§ Work to do: A partial copy is required: transcribe exactly the lines from the one containing "of the inflatable" through the last line below, without any pictures.

(Entries from a dataset)
[START]
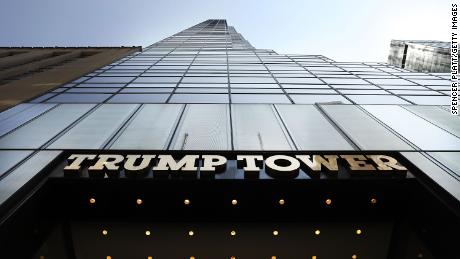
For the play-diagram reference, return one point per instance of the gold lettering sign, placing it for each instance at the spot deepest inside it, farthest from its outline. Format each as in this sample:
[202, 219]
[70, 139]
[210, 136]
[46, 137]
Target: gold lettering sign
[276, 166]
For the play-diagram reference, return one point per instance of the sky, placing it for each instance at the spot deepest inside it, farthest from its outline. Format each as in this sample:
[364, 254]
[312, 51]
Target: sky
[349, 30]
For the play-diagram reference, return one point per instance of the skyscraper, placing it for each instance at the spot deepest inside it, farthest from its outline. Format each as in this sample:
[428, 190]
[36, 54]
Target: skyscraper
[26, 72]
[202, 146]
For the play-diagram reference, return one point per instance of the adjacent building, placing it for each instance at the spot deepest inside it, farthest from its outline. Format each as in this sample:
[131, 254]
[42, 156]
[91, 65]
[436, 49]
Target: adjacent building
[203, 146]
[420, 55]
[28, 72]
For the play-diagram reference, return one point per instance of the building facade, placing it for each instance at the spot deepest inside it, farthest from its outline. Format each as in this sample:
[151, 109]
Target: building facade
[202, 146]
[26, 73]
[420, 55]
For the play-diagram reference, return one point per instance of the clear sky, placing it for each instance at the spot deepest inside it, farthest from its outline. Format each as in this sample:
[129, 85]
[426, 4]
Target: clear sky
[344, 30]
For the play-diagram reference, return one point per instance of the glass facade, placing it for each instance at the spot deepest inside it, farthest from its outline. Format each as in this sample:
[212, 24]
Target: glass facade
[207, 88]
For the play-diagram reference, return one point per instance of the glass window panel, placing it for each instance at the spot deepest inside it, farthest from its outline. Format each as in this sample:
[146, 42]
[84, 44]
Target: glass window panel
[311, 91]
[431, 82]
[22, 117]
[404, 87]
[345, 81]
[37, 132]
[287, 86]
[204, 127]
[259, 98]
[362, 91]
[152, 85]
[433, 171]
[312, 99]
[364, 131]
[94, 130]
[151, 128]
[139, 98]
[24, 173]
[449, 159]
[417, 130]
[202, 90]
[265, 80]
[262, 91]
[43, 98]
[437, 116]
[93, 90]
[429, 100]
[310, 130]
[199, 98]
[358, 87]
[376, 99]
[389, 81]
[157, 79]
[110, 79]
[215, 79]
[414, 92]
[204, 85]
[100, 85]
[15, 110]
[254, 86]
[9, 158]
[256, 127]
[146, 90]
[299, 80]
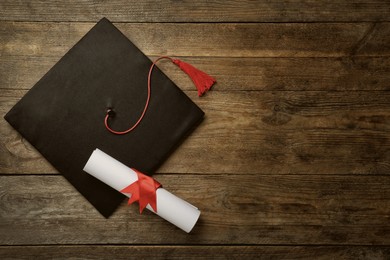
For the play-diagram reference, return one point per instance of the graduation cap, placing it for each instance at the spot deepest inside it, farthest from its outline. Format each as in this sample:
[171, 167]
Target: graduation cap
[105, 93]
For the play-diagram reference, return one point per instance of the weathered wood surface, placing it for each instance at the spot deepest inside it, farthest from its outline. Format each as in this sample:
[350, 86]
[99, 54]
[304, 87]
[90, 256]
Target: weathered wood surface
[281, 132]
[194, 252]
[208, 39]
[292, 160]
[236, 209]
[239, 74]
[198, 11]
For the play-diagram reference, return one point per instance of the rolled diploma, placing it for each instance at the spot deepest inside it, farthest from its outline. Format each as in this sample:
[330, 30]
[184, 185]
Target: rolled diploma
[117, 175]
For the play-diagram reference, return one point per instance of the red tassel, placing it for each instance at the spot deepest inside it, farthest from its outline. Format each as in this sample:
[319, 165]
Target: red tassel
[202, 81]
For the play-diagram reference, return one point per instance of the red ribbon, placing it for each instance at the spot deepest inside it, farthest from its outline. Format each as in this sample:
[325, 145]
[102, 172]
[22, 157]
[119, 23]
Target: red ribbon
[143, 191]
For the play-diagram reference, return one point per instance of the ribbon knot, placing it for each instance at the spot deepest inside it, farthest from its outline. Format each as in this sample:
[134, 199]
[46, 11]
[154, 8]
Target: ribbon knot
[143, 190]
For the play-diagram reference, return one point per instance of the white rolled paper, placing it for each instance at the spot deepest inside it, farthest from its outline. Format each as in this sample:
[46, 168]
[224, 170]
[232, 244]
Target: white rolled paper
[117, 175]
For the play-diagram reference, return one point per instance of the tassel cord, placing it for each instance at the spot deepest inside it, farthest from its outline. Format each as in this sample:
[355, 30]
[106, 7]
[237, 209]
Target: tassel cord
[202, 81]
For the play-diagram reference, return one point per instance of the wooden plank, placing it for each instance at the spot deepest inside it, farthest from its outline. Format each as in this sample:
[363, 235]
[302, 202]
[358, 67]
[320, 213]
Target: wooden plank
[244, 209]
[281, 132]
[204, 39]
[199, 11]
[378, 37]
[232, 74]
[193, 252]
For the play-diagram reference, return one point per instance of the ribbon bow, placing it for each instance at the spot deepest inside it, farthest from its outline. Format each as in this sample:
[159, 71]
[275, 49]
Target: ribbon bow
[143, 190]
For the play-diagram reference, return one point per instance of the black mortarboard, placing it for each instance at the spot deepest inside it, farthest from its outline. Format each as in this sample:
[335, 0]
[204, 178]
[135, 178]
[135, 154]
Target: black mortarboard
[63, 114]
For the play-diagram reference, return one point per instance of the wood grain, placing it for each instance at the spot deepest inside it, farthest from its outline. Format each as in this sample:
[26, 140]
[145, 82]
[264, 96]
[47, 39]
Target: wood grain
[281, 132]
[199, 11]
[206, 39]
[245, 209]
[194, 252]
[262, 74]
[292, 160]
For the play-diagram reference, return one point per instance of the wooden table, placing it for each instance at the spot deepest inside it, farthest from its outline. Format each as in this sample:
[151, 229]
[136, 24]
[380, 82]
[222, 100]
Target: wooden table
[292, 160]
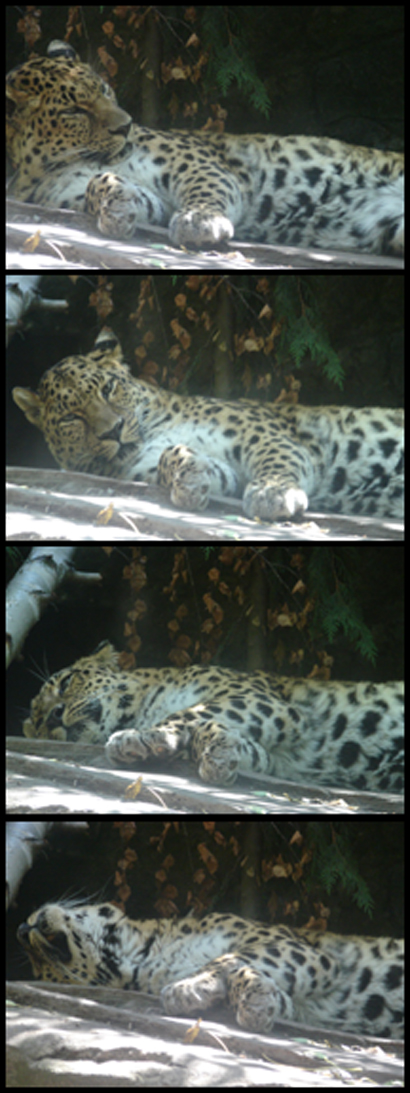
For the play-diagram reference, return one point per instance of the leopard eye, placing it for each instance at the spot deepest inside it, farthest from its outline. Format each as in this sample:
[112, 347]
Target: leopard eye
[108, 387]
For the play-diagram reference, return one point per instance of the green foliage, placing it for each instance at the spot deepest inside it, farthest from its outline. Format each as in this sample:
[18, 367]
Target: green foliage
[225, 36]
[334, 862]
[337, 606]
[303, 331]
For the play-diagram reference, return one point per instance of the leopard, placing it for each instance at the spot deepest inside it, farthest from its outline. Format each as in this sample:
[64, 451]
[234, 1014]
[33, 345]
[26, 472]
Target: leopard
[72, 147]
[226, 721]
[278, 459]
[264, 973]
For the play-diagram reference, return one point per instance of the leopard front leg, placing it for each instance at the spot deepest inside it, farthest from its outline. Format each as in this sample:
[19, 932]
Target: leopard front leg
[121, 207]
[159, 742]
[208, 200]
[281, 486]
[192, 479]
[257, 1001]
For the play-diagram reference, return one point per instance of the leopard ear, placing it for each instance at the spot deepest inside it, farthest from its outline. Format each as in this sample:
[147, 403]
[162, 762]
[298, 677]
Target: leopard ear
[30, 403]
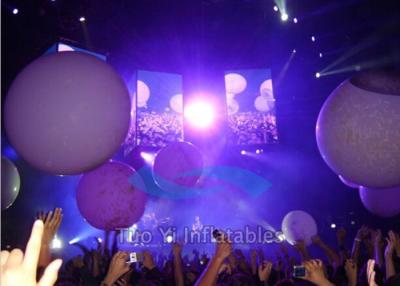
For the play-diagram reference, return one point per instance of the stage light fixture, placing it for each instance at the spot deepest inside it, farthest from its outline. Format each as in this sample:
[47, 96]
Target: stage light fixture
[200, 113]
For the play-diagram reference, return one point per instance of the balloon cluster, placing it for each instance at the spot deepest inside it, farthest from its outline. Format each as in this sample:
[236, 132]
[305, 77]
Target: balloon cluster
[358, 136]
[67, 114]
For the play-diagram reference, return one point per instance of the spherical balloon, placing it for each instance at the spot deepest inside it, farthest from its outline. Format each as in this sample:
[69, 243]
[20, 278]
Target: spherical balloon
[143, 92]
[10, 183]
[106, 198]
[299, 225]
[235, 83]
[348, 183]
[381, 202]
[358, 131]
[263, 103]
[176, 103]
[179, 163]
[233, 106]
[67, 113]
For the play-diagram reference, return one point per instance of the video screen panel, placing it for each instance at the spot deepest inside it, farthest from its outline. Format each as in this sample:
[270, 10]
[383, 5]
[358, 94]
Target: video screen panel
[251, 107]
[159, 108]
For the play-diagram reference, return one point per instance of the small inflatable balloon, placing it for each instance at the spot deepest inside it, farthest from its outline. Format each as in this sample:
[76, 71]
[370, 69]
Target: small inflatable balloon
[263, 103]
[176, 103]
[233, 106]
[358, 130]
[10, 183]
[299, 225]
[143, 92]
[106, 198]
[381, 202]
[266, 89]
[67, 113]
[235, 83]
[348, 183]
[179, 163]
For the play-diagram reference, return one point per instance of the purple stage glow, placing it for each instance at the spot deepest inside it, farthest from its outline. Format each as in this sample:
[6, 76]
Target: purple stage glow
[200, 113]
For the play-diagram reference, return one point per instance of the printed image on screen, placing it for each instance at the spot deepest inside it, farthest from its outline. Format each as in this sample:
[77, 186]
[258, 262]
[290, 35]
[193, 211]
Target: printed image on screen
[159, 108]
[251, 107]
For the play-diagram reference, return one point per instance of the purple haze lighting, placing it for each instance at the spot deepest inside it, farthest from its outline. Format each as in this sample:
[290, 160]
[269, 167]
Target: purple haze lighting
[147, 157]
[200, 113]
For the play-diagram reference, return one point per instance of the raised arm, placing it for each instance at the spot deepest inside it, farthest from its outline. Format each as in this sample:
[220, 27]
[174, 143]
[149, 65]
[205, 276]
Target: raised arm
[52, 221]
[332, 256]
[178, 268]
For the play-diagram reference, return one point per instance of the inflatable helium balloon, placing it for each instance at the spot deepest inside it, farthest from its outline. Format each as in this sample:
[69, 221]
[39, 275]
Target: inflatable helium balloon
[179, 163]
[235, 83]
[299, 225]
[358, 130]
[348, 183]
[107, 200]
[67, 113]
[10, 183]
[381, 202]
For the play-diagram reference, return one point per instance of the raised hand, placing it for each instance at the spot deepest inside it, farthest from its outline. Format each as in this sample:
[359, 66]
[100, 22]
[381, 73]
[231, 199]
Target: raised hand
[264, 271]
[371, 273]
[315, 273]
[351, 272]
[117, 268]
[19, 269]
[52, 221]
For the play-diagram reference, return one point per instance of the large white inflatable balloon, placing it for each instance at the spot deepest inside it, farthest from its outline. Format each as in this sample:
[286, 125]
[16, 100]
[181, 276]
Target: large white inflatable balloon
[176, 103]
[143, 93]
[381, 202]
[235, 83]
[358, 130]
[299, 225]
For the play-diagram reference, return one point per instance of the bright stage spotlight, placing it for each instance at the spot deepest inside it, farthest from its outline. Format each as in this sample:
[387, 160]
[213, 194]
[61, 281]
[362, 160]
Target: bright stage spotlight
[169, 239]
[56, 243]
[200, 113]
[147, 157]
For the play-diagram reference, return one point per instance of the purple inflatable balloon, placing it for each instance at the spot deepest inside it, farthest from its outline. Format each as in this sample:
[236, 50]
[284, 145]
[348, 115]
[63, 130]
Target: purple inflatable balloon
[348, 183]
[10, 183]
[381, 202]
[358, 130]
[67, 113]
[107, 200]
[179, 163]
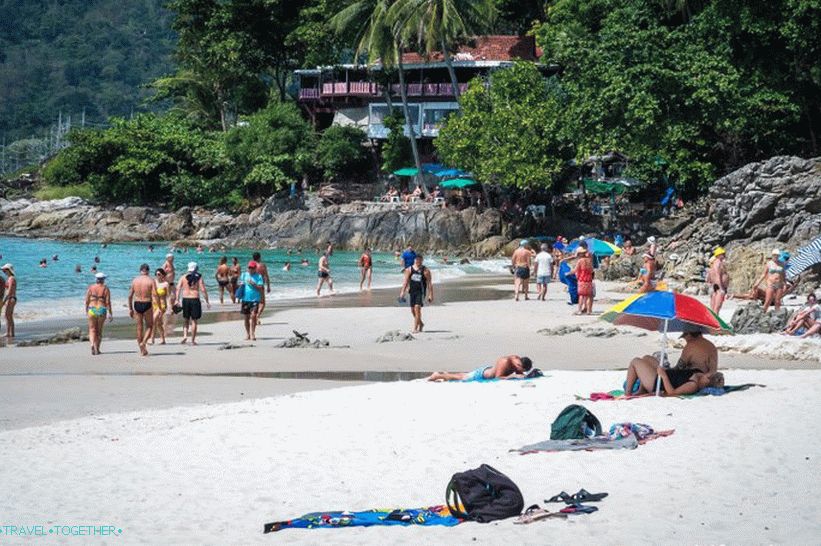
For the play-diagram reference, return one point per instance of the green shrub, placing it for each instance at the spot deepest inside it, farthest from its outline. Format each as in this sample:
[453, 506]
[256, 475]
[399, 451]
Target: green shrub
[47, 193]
[END]
§ Task answer:
For the play-diagram reference, return one point per instance of the inflatable helium balloon, placing it for each instance at the spot deepest inside it, farthest from its outline. Format each as in this sample:
[69, 221]
[39, 275]
Target: inflatable helium balloon
[179, 163]
[235, 83]
[299, 225]
[358, 130]
[348, 183]
[107, 200]
[67, 113]
[10, 183]
[381, 202]
For the play-diagram reference, return one point per instance of the raised hand, placing it for each instance at the spot deepest inside it, farthest from its outline. Format each as in this sample:
[359, 66]
[100, 22]
[381, 73]
[231, 199]
Target: raised hand
[264, 271]
[371, 273]
[315, 273]
[351, 272]
[117, 268]
[19, 269]
[52, 221]
For the play-diagram reference, return one point per instance of the large white inflatable balloon, placing it for each instance at the spot deepest inside it, farthest from its outline. Format each as in this sample:
[286, 125]
[16, 100]
[181, 276]
Target: large white inflatable balloon
[176, 103]
[143, 93]
[381, 202]
[235, 83]
[358, 130]
[299, 225]
For the play-diagram reference, return one point per instance of the bright stage spotlight, placing it for each instance at the spot deepest inside it, farthest from its outline. Format each as in this sample:
[387, 160]
[213, 194]
[61, 281]
[362, 160]
Target: bright stage spotlight
[169, 239]
[56, 243]
[200, 113]
[147, 157]
For the play-diagram reference, return one point per instance of the purple inflatable balloon, placing it for each instance at the spot deepest inside it, farthest from its outline. Format each as in this sample:
[236, 50]
[284, 145]
[348, 115]
[63, 130]
Target: purple inflatable balloon
[348, 183]
[10, 183]
[381, 202]
[358, 130]
[67, 113]
[107, 200]
[179, 163]
For the play-diagram reference, return one point per instance of the green shrub, placing it for each instance at the spot deepest inside it, farthest from its outline. Format each as in this sample:
[453, 506]
[256, 475]
[399, 451]
Target: green shrub
[47, 193]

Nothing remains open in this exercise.